> _INSTRUCTION_
Write out every one of the lines below again, word for word.

— Begin RECORDS TO USE —

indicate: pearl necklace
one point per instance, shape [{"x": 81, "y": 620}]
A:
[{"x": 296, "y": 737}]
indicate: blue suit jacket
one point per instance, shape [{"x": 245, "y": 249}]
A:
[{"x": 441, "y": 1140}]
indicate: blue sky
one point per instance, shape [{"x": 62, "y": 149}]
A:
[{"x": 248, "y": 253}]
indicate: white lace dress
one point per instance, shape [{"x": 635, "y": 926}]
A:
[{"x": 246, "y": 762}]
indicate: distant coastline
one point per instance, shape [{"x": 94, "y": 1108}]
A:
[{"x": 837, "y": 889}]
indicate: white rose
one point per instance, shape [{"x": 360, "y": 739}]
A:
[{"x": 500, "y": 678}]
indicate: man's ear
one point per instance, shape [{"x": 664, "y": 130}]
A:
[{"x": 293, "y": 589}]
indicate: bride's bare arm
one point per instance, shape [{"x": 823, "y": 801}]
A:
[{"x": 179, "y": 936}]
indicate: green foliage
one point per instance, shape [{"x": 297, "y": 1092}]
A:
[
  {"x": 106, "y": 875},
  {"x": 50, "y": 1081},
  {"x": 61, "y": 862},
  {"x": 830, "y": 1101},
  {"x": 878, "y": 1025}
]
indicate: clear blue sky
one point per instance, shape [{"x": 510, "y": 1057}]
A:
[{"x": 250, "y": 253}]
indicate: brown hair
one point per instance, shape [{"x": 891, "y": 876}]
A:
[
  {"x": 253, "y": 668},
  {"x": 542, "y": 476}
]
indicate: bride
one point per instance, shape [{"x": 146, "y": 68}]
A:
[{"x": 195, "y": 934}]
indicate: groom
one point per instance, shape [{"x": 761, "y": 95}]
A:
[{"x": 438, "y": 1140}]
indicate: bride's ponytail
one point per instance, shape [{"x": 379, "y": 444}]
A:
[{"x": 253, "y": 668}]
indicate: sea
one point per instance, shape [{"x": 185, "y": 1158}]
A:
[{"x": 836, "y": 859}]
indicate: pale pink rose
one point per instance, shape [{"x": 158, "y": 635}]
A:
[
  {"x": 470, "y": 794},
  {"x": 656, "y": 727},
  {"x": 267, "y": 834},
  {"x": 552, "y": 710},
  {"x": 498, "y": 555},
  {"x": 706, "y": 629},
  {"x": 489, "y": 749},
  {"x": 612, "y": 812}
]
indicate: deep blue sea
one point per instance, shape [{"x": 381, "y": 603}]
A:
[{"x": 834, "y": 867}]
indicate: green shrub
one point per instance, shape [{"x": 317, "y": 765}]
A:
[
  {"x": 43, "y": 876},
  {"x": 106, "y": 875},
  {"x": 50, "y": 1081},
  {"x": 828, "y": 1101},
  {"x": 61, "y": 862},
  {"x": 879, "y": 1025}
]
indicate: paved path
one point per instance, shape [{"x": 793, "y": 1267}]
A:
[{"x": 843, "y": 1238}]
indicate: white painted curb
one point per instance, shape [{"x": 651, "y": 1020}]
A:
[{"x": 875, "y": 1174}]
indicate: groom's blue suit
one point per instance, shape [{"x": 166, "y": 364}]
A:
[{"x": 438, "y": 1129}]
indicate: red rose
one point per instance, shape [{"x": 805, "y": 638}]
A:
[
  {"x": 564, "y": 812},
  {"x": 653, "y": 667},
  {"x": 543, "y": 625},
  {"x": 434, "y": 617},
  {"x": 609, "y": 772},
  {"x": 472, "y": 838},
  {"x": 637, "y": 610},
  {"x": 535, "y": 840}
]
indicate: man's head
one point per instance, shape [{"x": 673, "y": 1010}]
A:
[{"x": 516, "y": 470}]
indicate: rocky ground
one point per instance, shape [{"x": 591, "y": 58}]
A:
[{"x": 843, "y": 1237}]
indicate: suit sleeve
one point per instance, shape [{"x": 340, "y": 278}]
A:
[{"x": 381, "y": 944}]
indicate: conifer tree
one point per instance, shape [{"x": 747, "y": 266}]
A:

— End RECORDS TO USE —

> _RESULT_
indicate: pearl necklace
one point per instance, shape [{"x": 81, "y": 620}]
A:
[{"x": 296, "y": 737}]
indicate: blue suit jacket
one point per instance, shape [{"x": 245, "y": 249}]
A:
[{"x": 441, "y": 1140}]
indicate: blue sky
one point per instance, shape [{"x": 62, "y": 149}]
A:
[{"x": 248, "y": 253}]
indicate: white lace dress
one point per instance, shape [{"x": 635, "y": 926}]
A:
[{"x": 246, "y": 762}]
indicate: distant coastline
one point per instance, shape [{"x": 94, "y": 1108}]
A:
[{"x": 837, "y": 889}]
indicate: white rose
one point per instance, shape [{"x": 360, "y": 739}]
A:
[{"x": 500, "y": 678}]
indicate: man's ear
one point per instance, shape [{"x": 664, "y": 130}]
A:
[{"x": 293, "y": 589}]
indicate: bride's bare arm
one point per instance, shape [{"x": 823, "y": 801}]
A:
[{"x": 179, "y": 936}]
indicate: green foliage
one point per instance, shape [{"x": 297, "y": 1092}]
A:
[
  {"x": 106, "y": 875},
  {"x": 50, "y": 1081},
  {"x": 61, "y": 862},
  {"x": 830, "y": 1101},
  {"x": 878, "y": 1025}
]
indicate: clear blue sky
one point per instance, shape [{"x": 510, "y": 1057}]
A:
[{"x": 250, "y": 253}]
indicate: brown hair
one point per instance, shape [{"x": 891, "y": 876}]
A:
[
  {"x": 253, "y": 668},
  {"x": 542, "y": 476}
]
indicate: bride
one point per instance, shape [{"x": 146, "y": 68}]
A:
[{"x": 195, "y": 934}]
indicate: groom
one point per instance, shape [{"x": 761, "y": 95}]
A:
[{"x": 438, "y": 1140}]
indicate: bride's ponytail
one point per instance, shape [{"x": 379, "y": 444}]
A:
[{"x": 253, "y": 668}]
indicate: sea
one point per instance, shape [{"x": 185, "y": 1158}]
A:
[{"x": 836, "y": 859}]
indicate: pale pink rose
one point per instance, shape [{"x": 158, "y": 635}]
A:
[
  {"x": 470, "y": 794},
  {"x": 656, "y": 727},
  {"x": 267, "y": 834},
  {"x": 552, "y": 710},
  {"x": 498, "y": 555},
  {"x": 706, "y": 629},
  {"x": 489, "y": 749},
  {"x": 612, "y": 812}
]
indicate: deep blue sea
one point per instance, shape [{"x": 381, "y": 603}]
A:
[{"x": 834, "y": 867}]
indicate: green shrub
one point per instance, shape [{"x": 317, "y": 765}]
A:
[
  {"x": 43, "y": 876},
  {"x": 106, "y": 875},
  {"x": 50, "y": 1081},
  {"x": 828, "y": 1101},
  {"x": 61, "y": 862},
  {"x": 879, "y": 1025}
]
indicate: paved path
one point per instance, shape [{"x": 793, "y": 1267}]
A:
[{"x": 843, "y": 1238}]
indicate: white painted curb
one point per instance, shape [{"x": 651, "y": 1020}]
A:
[{"x": 875, "y": 1174}]
indicate: groom's blue suit
one point per instance, shape [{"x": 166, "y": 364}]
A:
[{"x": 438, "y": 1129}]
indicate: red rose
one point per instance, shape [{"x": 805, "y": 638}]
A:
[
  {"x": 564, "y": 812},
  {"x": 653, "y": 667},
  {"x": 543, "y": 625},
  {"x": 434, "y": 617},
  {"x": 609, "y": 772},
  {"x": 472, "y": 838},
  {"x": 637, "y": 610},
  {"x": 535, "y": 840}
]
indicate: man's head
one point per instance, shape [{"x": 673, "y": 1010}]
A:
[{"x": 516, "y": 470}]
indicate: rocky ground
one point per instance, shape [{"x": 591, "y": 58}]
A:
[{"x": 843, "y": 1237}]
indicate: suit sleeve
one point per instance, shape [{"x": 340, "y": 278}]
A:
[{"x": 381, "y": 944}]
indicate: conifer tree
one point per instance, shape [{"x": 747, "y": 266}]
A:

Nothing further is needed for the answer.